* **Page extract**
────

While calluses should be tended to, they should never be removed completely since the provide a certain amount of natural protection, says podiatrist Johanna Youner.

Athletes are more likely to develop injuries or infections-especially on the feet, which tend to take a lot of abuse from pounding on the pavement and from shoe gear. It’s not uncommon for athletes to develop allergic contact dermatitis on their feet, for example. It can be brought on by the glues and dyes in athletic footwear and is compounded by sweating and friction.

It’s also not uncommon for athletes to suffer from white spots, pigmented bands, or splits and ridges on their toe-nails that don’t grow out.

Different types of sports mean different types of problems. People who participate in aquatic sports may suffer from brittle nails and dry cuticles brought on from all the time spent in the water. They may also suffer from plantar warts, which are transmitted by water and can be contagious, says Youner.

Rock climbers and athletes who use their hands may suffer from broken, chipped nails and dry, chapped hands. And basketball and tennis players may suffer from a different type of problem. “Basketball and tennis place higher stresses on the Achilles and the medial and lateral aspects of the foot, respectively,” says Youner.

Basketball players may also develop black heel, which looks just like it sounds. The skin on the heel turns black because of internal bleeding caused by a pinching stress from abrupt contact between the foot and a hard surface.

And a jogger with a longer second toe may experience a black toenail, which is a consolidation of blood under the nail from trauma. “A nail technician can help identify this problem and after the client had seen a doctor, the nail technician can keep the nail very thin so as to retard the development of fungus,” Youner says. “Fungus develops very easily in a traumatized nail, so extra care and possibly prophylactic treatment with a topical ingredient may help.”

You should be aware of the general health of your client’s hands or feet before each service. A podiatrist or dermatologist should examine open wounds or lacerations, unexplained bruises, popped blisters, athlete’s foot, or separated nails before you begin any service.

If you do decide to offer a service tailor-made for athletes, make sure the name and description make it sound like you mean business. Blairstown, N.J. based The Brass Rose Salon & Spa attracts clients suffering from abused hands with its Reconstruction Manicure. The description reads: “Hardworking hands deserve this very special service. This is an intensive treatment for parched, rough, callused hands. You are treated with our specially formulated French paste, containing mallow to soften and condition, grape-seed oil to moisturize, and calendula and chamomile to sooth.”

And Audrey Maxwell, spa supervisor and reflexologist at Vista Clara Ranch Resort and Spa in Galisteo, N.M., conjured up the Hiker’s Foot Therapy after noticing that hikers in the area would often visit the spa for a pedicure. The service features eucalyptus oil and reflexology, along with a soothing foot scrub and peppermint foot massage. The nails are trimmed short and are left polish free.

Train and Make Yourself Visible

Beside offering athletic clients a soothing massage or exfoliating treatment, you should also make an effort to educate yourself. “Subscribe to sports magazines so you can be up to date on information-and so your clients can have some appropriate reading material to enjoy,” says Patti Glick, a Cupertino, Calif.-based registered nurse also known as The Foot Nurse.

Of course, if you’re an athlete yourself, then you have a natural advantage. You already know the problems your clients are going through, so you can then to them with more care.

But if you’re not an athlete, then it’s important to read up on the subject matter-particularly nail conditions suffered by athletes Glick suggests nail techs attend athletic events such as marathons or 5K walks and talk to participants. “Ask them what their needs are,” she says. “Pass out flyers with a discount on their first manicure or pedicure to get them to try your services. Offer to make a presentation to their group.”

────

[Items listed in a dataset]

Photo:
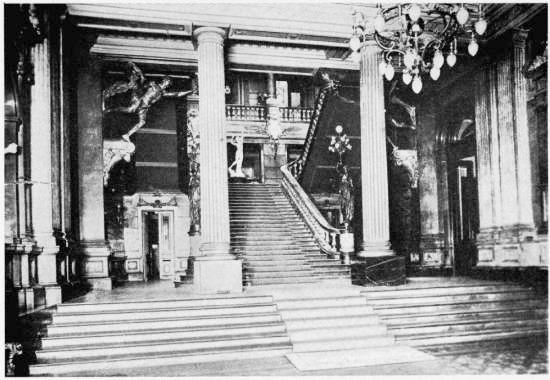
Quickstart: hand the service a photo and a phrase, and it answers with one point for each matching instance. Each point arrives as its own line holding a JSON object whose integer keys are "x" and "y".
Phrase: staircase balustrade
{"x": 326, "y": 236}
{"x": 259, "y": 113}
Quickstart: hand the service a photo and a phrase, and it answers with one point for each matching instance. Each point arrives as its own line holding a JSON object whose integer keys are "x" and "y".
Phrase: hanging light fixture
{"x": 418, "y": 38}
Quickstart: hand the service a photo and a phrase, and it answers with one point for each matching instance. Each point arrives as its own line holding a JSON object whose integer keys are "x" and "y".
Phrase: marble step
{"x": 332, "y": 302}
{"x": 365, "y": 332}
{"x": 323, "y": 312}
{"x": 283, "y": 280}
{"x": 175, "y": 358}
{"x": 437, "y": 291}
{"x": 277, "y": 274}
{"x": 413, "y": 320}
{"x": 464, "y": 337}
{"x": 337, "y": 321}
{"x": 453, "y": 306}
{"x": 110, "y": 338}
{"x": 346, "y": 344}
{"x": 133, "y": 315}
{"x": 442, "y": 299}
{"x": 466, "y": 326}
{"x": 156, "y": 347}
{"x": 123, "y": 327}
{"x": 90, "y": 307}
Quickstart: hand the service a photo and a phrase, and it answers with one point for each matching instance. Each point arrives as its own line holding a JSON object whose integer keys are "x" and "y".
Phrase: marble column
{"x": 484, "y": 150}
{"x": 523, "y": 157}
{"x": 93, "y": 247}
{"x": 374, "y": 173}
{"x": 41, "y": 172}
{"x": 216, "y": 269}
{"x": 431, "y": 237}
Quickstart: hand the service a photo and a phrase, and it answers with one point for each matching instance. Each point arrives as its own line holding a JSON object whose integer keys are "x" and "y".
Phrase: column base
{"x": 53, "y": 295}
{"x": 212, "y": 276}
{"x": 431, "y": 252}
{"x": 511, "y": 246}
{"x": 375, "y": 249}
{"x": 94, "y": 266}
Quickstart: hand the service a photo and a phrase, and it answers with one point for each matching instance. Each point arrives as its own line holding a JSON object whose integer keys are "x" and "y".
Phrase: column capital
{"x": 519, "y": 37}
{"x": 210, "y": 34}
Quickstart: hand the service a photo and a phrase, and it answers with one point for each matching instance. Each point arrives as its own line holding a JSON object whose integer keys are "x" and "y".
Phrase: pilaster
{"x": 41, "y": 171}
{"x": 374, "y": 173}
{"x": 216, "y": 269}
{"x": 431, "y": 237}
{"x": 92, "y": 246}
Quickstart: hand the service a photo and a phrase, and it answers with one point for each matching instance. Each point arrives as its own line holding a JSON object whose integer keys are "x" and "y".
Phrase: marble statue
{"x": 237, "y": 142}
{"x": 144, "y": 95}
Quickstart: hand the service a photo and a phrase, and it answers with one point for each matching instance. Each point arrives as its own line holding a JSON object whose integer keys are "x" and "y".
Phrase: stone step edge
{"x": 218, "y": 338}
{"x": 467, "y": 322}
{"x": 209, "y": 307}
{"x": 162, "y": 360}
{"x": 233, "y": 297}
{"x": 389, "y": 318}
{"x": 252, "y": 325}
{"x": 118, "y": 321}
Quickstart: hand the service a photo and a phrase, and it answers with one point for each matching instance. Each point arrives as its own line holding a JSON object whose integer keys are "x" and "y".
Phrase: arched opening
{"x": 458, "y": 185}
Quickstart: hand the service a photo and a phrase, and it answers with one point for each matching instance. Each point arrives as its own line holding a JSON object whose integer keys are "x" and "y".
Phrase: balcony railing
{"x": 259, "y": 113}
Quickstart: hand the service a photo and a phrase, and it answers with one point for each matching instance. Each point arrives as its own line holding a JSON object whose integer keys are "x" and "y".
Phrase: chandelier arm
{"x": 378, "y": 39}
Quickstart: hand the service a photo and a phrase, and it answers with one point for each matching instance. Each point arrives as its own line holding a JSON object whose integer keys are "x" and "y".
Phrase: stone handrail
{"x": 259, "y": 113}
{"x": 326, "y": 236}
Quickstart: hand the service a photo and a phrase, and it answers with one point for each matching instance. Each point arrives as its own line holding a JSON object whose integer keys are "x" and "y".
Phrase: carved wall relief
{"x": 193, "y": 151}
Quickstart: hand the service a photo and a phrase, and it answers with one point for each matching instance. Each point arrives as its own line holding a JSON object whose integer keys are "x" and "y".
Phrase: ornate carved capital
{"x": 115, "y": 150}
{"x": 407, "y": 158}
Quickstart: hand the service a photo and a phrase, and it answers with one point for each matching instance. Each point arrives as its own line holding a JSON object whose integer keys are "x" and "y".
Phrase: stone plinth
{"x": 374, "y": 172}
{"x": 217, "y": 276}
{"x": 216, "y": 269}
{"x": 94, "y": 250}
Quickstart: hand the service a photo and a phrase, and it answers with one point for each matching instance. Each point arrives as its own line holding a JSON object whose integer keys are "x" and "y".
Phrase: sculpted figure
{"x": 237, "y": 141}
{"x": 144, "y": 95}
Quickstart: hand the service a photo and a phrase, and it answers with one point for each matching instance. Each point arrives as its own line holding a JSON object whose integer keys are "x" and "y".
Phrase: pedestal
{"x": 217, "y": 275}
{"x": 374, "y": 173}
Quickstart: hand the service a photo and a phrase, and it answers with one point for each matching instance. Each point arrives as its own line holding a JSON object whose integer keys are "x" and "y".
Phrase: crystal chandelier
{"x": 415, "y": 38}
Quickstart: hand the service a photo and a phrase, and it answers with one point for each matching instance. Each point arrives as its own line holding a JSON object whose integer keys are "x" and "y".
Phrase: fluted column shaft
{"x": 523, "y": 158}
{"x": 93, "y": 246}
{"x": 41, "y": 164}
{"x": 213, "y": 185}
{"x": 484, "y": 150}
{"x": 374, "y": 173}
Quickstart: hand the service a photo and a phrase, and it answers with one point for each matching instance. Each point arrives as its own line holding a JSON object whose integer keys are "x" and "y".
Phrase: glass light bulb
{"x": 473, "y": 47}
{"x": 462, "y": 15}
{"x": 481, "y": 26}
{"x": 379, "y": 23}
{"x": 438, "y": 59}
{"x": 354, "y": 43}
{"x": 408, "y": 59}
{"x": 435, "y": 73}
{"x": 407, "y": 77}
{"x": 451, "y": 59}
{"x": 390, "y": 72}
{"x": 414, "y": 12}
{"x": 382, "y": 67}
{"x": 417, "y": 84}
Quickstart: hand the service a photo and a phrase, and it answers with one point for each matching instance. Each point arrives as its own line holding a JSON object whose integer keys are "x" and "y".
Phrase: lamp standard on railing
{"x": 415, "y": 37}
{"x": 340, "y": 145}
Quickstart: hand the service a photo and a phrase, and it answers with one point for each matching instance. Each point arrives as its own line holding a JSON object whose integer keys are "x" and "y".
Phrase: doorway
{"x": 463, "y": 198}
{"x": 158, "y": 245}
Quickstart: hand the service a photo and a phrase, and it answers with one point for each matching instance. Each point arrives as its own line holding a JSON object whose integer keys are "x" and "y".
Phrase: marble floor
{"x": 499, "y": 357}
{"x": 511, "y": 357}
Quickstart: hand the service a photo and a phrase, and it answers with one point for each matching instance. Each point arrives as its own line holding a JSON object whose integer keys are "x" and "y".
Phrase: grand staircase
{"x": 275, "y": 244}
{"x": 149, "y": 333}
{"x": 446, "y": 312}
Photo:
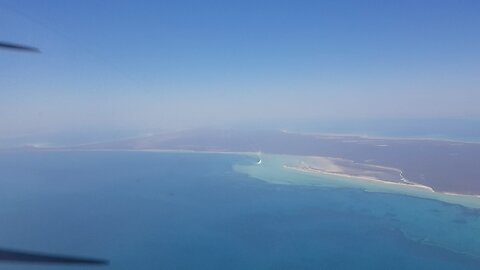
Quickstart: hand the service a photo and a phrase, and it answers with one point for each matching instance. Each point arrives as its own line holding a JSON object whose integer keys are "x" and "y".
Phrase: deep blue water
{"x": 192, "y": 211}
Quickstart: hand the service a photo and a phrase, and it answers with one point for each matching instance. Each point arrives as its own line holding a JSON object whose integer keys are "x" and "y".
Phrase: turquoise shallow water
{"x": 193, "y": 211}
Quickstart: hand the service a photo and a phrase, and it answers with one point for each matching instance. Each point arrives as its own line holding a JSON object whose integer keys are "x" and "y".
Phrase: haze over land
{"x": 108, "y": 66}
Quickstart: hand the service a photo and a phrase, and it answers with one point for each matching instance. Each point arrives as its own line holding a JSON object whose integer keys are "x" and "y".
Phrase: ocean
{"x": 151, "y": 210}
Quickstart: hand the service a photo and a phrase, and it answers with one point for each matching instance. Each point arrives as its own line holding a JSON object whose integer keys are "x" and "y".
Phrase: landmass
{"x": 442, "y": 165}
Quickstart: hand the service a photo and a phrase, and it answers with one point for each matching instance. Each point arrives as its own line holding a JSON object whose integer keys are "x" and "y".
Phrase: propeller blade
{"x": 7, "y": 255}
{"x": 17, "y": 47}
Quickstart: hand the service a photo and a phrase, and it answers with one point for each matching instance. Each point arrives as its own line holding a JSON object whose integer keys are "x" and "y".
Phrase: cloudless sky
{"x": 178, "y": 64}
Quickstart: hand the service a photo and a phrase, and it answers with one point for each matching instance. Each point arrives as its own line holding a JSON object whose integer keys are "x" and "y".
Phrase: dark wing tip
{"x": 18, "y": 47}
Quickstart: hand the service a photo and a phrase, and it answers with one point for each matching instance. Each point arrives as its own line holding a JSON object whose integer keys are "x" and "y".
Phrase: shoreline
{"x": 361, "y": 178}
{"x": 373, "y": 137}
{"x": 358, "y": 181}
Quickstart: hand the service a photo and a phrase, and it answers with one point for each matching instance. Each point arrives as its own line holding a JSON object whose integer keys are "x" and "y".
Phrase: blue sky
{"x": 179, "y": 64}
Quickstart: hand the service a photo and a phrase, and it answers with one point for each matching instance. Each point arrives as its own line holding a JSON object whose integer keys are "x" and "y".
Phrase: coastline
{"x": 360, "y": 178}
{"x": 281, "y": 169}
{"x": 374, "y": 137}
{"x": 284, "y": 169}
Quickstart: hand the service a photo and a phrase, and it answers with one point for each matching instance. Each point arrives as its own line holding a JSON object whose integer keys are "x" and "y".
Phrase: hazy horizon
{"x": 110, "y": 65}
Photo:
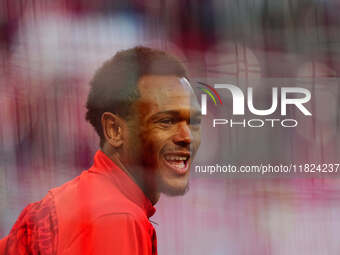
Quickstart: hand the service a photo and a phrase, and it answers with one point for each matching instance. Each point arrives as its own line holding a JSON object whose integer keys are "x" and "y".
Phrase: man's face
{"x": 165, "y": 132}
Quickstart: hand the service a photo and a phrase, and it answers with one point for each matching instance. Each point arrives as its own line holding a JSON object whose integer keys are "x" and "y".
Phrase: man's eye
{"x": 167, "y": 121}
{"x": 195, "y": 121}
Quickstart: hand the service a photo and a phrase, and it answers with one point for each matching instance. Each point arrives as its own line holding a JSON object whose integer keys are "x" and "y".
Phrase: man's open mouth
{"x": 177, "y": 161}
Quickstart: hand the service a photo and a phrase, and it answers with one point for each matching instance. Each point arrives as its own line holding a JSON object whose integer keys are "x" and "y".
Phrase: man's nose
{"x": 183, "y": 133}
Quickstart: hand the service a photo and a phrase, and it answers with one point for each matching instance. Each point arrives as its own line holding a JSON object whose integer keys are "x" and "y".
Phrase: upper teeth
{"x": 175, "y": 158}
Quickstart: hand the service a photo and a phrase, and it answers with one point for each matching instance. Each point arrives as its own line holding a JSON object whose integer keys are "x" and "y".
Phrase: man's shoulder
{"x": 89, "y": 197}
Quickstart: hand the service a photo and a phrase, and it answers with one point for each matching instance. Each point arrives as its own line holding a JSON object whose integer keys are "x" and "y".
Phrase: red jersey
{"x": 102, "y": 211}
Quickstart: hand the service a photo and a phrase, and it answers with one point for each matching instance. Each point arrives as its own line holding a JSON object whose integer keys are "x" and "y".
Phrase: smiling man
{"x": 148, "y": 121}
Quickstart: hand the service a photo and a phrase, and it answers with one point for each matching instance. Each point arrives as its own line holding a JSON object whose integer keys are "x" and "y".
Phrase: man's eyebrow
{"x": 158, "y": 114}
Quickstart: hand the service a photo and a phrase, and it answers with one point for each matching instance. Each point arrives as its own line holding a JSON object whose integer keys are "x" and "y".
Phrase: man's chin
{"x": 174, "y": 191}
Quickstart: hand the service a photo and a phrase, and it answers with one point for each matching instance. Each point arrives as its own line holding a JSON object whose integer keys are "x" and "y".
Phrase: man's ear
{"x": 113, "y": 129}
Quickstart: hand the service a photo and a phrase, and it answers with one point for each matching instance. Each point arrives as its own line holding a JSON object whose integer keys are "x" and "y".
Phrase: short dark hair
{"x": 114, "y": 85}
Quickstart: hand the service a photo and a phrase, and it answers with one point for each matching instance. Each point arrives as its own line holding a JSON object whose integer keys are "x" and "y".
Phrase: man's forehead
{"x": 164, "y": 86}
{"x": 165, "y": 93}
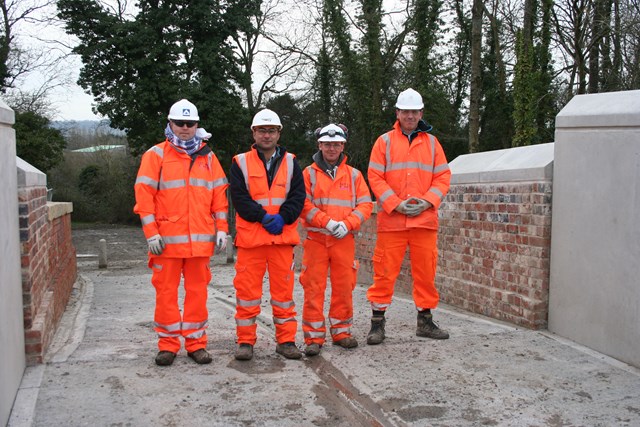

────

* **Questions on the material**
a. Translate this sentence from the article on athletes' nail care into Spanish: "The skin on the heel turns black because of internal bleeding caused by a pinching stress from abrupt contact between the foot and a hard surface."
b. Output the passage of the article on athletes' nail care from "And Audrey Maxwell, spa" to "left polish free.", copied word for word.
c. Answer these questions using the article on athletes' nail care.
(i) Which ingredient in the French paste of the Reconstruction Manicure is there to moisturize?
(ii) In what town is Vista Clara Ranch Resort and Spa located?
(iii) By what name is Patti Glick also known?

* **Answers given**
a. La piel del talón se vuelve negra debido a un sangrado interno causado por una presión de pellizco originada por el contacto brusco entre el pie y una superficie dura.

b.
And Audrey Maxwell, spa supervisor and reflexologist at Vista Clara Ranch Resort and Spa in Galisteo, N.M., conjured up the Hiker’s Foot Therapy after noticing that hikers in the area would often visit the spa for a pedicure. The service features eucalyptus oil and reflexology, along with a soothing foot scrub and peppermint foot massage. The nails are trimmed short and are left polish free.

c.
(i) Grape-seed oil
(ii) Galisteo, N.M.
(iii) The Foot Nurse